-- START Given records --

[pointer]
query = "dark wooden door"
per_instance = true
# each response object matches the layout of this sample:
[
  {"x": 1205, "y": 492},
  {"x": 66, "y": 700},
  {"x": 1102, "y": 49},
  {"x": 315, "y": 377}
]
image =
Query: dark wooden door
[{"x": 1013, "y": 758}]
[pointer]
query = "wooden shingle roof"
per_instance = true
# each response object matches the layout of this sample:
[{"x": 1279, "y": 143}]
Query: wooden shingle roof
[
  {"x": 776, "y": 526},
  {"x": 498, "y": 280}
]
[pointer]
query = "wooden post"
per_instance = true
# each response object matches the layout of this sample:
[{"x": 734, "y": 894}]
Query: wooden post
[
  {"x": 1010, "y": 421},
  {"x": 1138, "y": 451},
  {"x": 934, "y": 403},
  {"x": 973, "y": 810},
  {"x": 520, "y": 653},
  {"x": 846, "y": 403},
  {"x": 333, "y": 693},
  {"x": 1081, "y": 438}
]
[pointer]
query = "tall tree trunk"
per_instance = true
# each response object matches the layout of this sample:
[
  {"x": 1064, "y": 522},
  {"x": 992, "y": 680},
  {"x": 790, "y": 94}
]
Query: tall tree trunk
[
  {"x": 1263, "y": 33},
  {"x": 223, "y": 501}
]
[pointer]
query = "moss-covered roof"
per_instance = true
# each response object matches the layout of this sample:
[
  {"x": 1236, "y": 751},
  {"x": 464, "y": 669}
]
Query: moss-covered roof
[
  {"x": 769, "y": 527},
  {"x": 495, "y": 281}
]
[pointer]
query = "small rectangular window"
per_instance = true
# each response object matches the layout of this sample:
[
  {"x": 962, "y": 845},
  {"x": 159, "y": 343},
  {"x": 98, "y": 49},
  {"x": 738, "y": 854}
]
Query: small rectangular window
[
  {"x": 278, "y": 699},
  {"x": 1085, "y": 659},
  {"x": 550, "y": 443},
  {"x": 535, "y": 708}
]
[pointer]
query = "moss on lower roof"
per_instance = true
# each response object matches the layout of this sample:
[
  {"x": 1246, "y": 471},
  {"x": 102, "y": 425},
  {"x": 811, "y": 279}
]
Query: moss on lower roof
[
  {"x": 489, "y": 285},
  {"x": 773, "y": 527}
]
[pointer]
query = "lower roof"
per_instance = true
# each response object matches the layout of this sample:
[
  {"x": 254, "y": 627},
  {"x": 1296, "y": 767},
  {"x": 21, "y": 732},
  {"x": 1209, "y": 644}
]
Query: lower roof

-- END Given records --

Each line of the listing above should be output exactly.

[pointer]
query = "dark wooden door"
per_instance = true
# each response object matches the layout of this sample:
[
  {"x": 1205, "y": 492},
  {"x": 66, "y": 700},
  {"x": 1102, "y": 49},
  {"x": 315, "y": 377}
]
image =
Query: dark wooden door
[{"x": 1013, "y": 758}]
[pointer]
query = "wooden shingle roof"
per_instance = true
# each response object matches the layout of this sample:
[{"x": 1279, "y": 143}]
Query: wooden shingle roof
[
  {"x": 776, "y": 526},
  {"x": 498, "y": 280}
]
[pointer]
query = "wooden post"
per_instance = true
# each response object matches the layout of this sample:
[{"x": 734, "y": 894}]
Query: wooden post
[
  {"x": 1010, "y": 421},
  {"x": 1138, "y": 451},
  {"x": 934, "y": 403},
  {"x": 973, "y": 810},
  {"x": 520, "y": 653},
  {"x": 846, "y": 403},
  {"x": 333, "y": 693},
  {"x": 1081, "y": 438}
]
[pointer]
query = "tall tree trunk"
per_instance = true
# each response object matches the layout of this sample:
[
  {"x": 1064, "y": 522},
  {"x": 992, "y": 680},
  {"x": 790, "y": 94}
]
Query: tall tree trunk
[
  {"x": 1263, "y": 33},
  {"x": 223, "y": 501}
]
[pointer]
query = "moss-covered roof"
per_instance = true
# each response object matches the layout of this sample:
[
  {"x": 1236, "y": 751},
  {"x": 464, "y": 669}
]
Query: moss-covered roof
[
  {"x": 769, "y": 527},
  {"x": 495, "y": 281}
]
[pointer]
query = "small rectangular window"
per_instance = true
# each response object matches the layout of this sample:
[
  {"x": 962, "y": 845},
  {"x": 159, "y": 343},
  {"x": 98, "y": 49},
  {"x": 738, "y": 854}
]
Query: small rectangular window
[
  {"x": 278, "y": 699},
  {"x": 1085, "y": 659},
  {"x": 550, "y": 443},
  {"x": 535, "y": 708}
]
[pointer]
query = "moss on lower roof"
per_instance = true
# each response object matches the layout of this sample:
[
  {"x": 1246, "y": 471},
  {"x": 102, "y": 425},
  {"x": 811, "y": 279}
]
Query: moss on lower roof
[
  {"x": 489, "y": 285},
  {"x": 773, "y": 527}
]
[pointer]
query = "lower roof"
per_instance = true
# each response object matches the layout of this sample:
[
  {"x": 254, "y": 627},
  {"x": 1296, "y": 767},
  {"x": 21, "y": 732},
  {"x": 1209, "y": 644}
]
Query: lower roof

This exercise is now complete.